-- start of The input --

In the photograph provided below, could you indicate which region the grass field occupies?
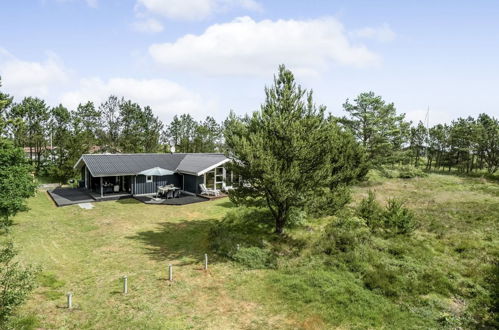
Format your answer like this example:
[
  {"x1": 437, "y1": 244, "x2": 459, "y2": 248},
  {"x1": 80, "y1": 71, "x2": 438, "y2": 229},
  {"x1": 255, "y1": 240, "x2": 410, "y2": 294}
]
[{"x1": 1, "y1": 174, "x2": 499, "y2": 329}]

-- end of The input --

Copy the text of the entries word for word, without the pictures.

**Solution for this problem**
In the photograph provided below, could you indicate which region the grass field occupies?
Format your answer like this example:
[
  {"x1": 437, "y1": 244, "x2": 459, "y2": 248},
  {"x1": 80, "y1": 71, "x2": 438, "y2": 229},
  {"x1": 255, "y1": 240, "x2": 410, "y2": 294}
]
[{"x1": 1, "y1": 174, "x2": 499, "y2": 329}]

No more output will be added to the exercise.